_Exercise:_ This exercise calls for every record to be set down again, exactly and in full.

BEGIN

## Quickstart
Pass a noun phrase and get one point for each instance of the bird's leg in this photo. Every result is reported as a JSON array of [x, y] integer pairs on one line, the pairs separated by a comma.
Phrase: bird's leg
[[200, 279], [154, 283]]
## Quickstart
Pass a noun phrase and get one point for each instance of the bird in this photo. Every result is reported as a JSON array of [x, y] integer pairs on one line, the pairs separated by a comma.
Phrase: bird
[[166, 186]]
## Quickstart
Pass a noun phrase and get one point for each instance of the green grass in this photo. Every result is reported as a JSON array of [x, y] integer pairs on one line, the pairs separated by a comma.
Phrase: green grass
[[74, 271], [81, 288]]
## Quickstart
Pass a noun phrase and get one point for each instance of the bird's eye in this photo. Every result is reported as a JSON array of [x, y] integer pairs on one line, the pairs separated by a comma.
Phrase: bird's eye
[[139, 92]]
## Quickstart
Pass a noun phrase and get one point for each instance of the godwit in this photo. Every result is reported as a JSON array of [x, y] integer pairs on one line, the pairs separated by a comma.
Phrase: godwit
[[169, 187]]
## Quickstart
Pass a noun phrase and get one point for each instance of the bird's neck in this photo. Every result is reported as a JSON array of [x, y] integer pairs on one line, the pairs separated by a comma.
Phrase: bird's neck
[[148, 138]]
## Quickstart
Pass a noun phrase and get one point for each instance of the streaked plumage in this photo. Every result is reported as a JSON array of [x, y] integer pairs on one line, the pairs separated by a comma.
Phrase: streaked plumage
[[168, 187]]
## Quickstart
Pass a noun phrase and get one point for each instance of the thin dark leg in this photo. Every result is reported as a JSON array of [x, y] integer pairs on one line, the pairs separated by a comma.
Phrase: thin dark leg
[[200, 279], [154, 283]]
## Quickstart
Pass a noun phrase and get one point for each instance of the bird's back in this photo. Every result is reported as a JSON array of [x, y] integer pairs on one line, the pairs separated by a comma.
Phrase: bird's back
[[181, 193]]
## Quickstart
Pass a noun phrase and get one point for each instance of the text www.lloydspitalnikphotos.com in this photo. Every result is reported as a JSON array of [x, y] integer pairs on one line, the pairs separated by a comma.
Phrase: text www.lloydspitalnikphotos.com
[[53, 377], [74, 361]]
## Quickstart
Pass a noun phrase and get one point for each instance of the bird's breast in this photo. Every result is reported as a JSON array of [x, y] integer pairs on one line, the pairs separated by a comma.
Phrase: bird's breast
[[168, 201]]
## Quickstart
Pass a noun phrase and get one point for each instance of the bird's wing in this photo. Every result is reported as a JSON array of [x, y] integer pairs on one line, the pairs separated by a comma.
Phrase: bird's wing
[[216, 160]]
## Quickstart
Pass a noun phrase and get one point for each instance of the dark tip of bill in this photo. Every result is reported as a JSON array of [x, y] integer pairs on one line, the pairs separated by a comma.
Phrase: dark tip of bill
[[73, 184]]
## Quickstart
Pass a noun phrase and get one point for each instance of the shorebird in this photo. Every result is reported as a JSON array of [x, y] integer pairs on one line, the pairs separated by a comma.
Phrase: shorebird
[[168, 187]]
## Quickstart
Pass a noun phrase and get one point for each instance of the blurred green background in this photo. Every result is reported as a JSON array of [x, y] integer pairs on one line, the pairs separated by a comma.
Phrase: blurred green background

END

_Solution:_
## Quickstart
Pass a noun phrase and get one point for each instance of the bird's leg in this photo. Every result is reported as a JSON array of [x, y] integer pairs on one line, the pairs separated by a comma.
Phrase: bird's leg
[[200, 279], [154, 283]]
## Quickstart
Pass a noun phrase and get one point for each instance of the bird in this photo. Every result is reported as a JSON array of [x, y] integer pairs on one line, the pairs separated by a comma.
Phrase: bird
[[166, 186]]
## Quickstart
Pass a noun phrase and get one point for each instance of the green grass in this photo. Every result is reported as a JSON array of [x, y] integer pairs on one line, the pairs separated by a comma.
Phrase: green grass
[[74, 271], [81, 288]]
## Quickstart
Pass a noun phrase and get one point for each instance of the bird's eye in this photo. Every result is reported as a JSON array of [x, y] integer pairs on one line, the pairs separated by a comma.
Phrase: bird's eye
[[139, 92]]
## Quickstart
Pass a noun phrase and get one point for each instance of the godwit in this photo. Every result is reported as a JSON array of [x, y] integer pairs on one line, the pairs separated by a comma.
Phrase: godwit
[[169, 187]]
## Quickstart
Pass a noun phrase and get one point for each instance of the bird's neck in this photo. Every result is reported as a JSON array of [x, y] integer pairs on one line, the pairs separated by a comma.
Phrase: bird's neck
[[148, 138]]
## Quickstart
Pass a noun phrase and get one point for each instance of the streaked plumage in this photo. Every result is reported as a JSON array of [x, y] integer pairs on one line, the pairs separated by a comma.
Phrase: streaked plumage
[[168, 187]]
## Quickstart
Pass a noun phrase and get one point for each instance of the thin dark leg in this photo. Every result is reported as a JSON array of [x, y] integer pairs on one line, the pairs separated by a comma.
Phrase: thin dark leg
[[200, 279], [154, 283]]
## Quickstart
Pass a noun phrase and get one point for each instance of the bird's back in this photo. Every result is reported as a JSON array of [x, y] integer pairs on one line, the pairs separated by a comma.
Phrase: bird's back
[[181, 193]]
## Quickstart
Pass a noun phrase and get one point for each instance of the text www.lloydspitalnikphotos.com in this photo. Every result is reported as a JSON array of [x, y] integer pairs on one line, the pairs separated by a comma.
Phrase: text www.lloydspitalnikphotos.com
[[53, 377], [74, 361]]
## Quickstart
Pass a noun phrase and get one point for each instance of the bird's breast in this photo. Every result is reported as a JSON array of [x, y] integer pairs on one line, the pairs separated by a comma.
Phrase: bird's breast
[[168, 201]]
## Quickstart
Pass a noun phrase and get one point for each instance of the bird's wing in this photo. Every result is reported as a JSON array of [x, y] integer pairs on one line, the pairs separated by a comma.
Phrase: bird's wing
[[216, 160]]
## Quickstart
Pass a noun phrase and get one point for each instance of the dark tip of bill in this photo. Every result is reported as a JSON array of [x, y] integer pairs on one line, the pairs separated by a comma.
Phrase: dark tip of bill
[[73, 184]]
## Quickstart
Pass a noun phrase and get one point for each instance of the shorebird in this photo. Every result is reported as a JSON array of [x, y] integer pairs on one line, the pairs separated by a comma.
Phrase: shorebird
[[168, 187]]
## Quickstart
Pass a noun phrase and get one point for each instance of the blurred green background in this photo. Every result is reported as a JSON array of [x, y] integer pairs on one line, the pairs separated by a comma.
Phrase: blurred green background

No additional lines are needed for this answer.